## Problem details:
Output exactly, in the material below, the lines from the one with "Find the lichen" through the one with "Find the green". Omit all pictures.

## Records supplied:
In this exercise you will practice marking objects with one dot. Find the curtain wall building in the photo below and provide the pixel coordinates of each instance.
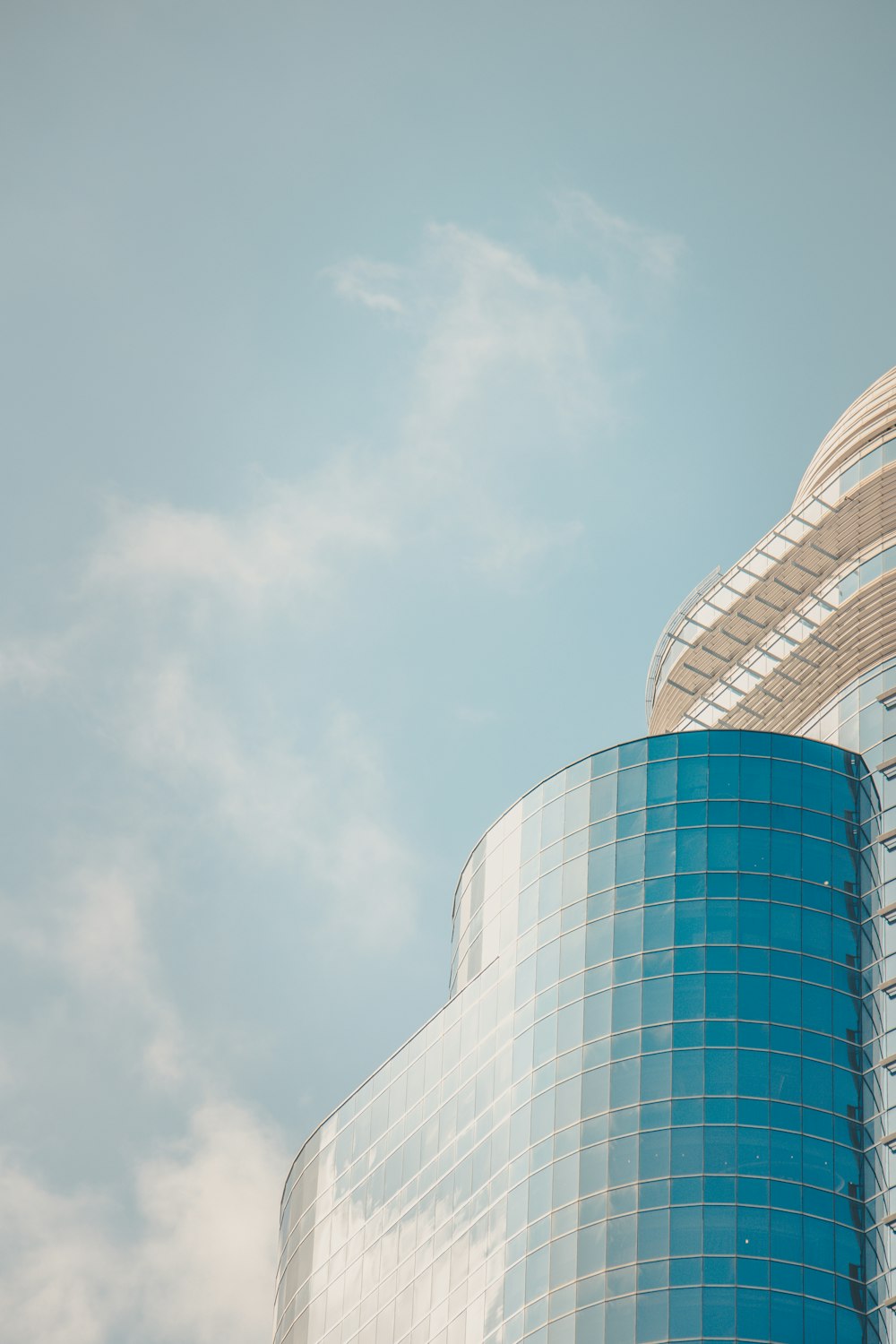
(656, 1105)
==
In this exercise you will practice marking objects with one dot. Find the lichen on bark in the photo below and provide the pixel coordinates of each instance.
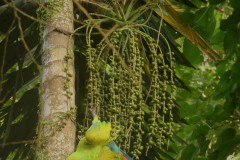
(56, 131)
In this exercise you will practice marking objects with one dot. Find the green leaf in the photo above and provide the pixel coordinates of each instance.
==
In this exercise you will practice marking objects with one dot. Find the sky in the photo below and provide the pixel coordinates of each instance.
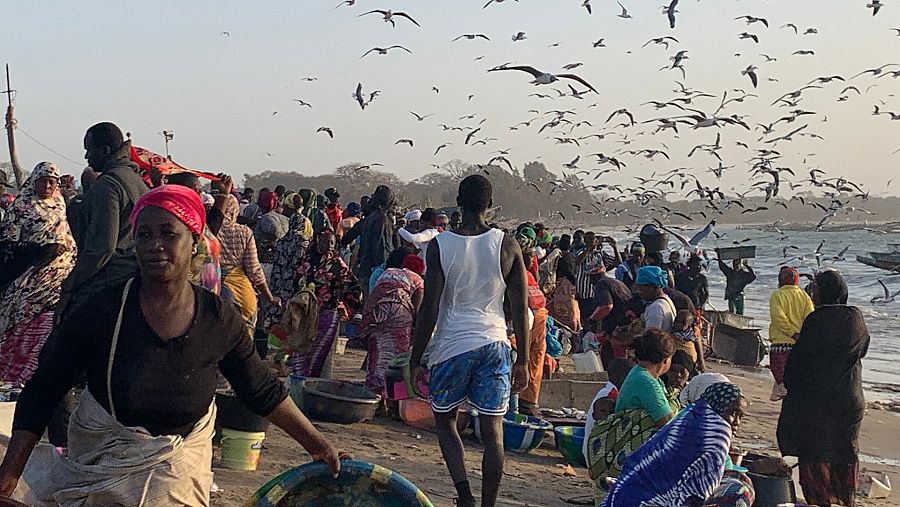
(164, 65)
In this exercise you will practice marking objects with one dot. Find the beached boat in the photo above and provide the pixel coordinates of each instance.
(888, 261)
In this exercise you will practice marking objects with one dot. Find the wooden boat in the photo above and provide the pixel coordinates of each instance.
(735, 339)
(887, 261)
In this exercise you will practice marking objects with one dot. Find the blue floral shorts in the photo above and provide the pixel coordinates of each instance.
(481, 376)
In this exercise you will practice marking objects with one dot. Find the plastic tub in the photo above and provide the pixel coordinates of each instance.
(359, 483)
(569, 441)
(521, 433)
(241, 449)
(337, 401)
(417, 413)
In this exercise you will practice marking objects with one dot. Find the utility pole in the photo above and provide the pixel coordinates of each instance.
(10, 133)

## Completed exercise:
In this exercise you will practice marking objects with one dot. Find the lichen on bark in the photo below and provide the pixel coordinates of each instance.
(56, 131)
In this exercise you will practice marking objects with one dot. Find the green leaf in the photo above and provide the pixel coordinates of each instance.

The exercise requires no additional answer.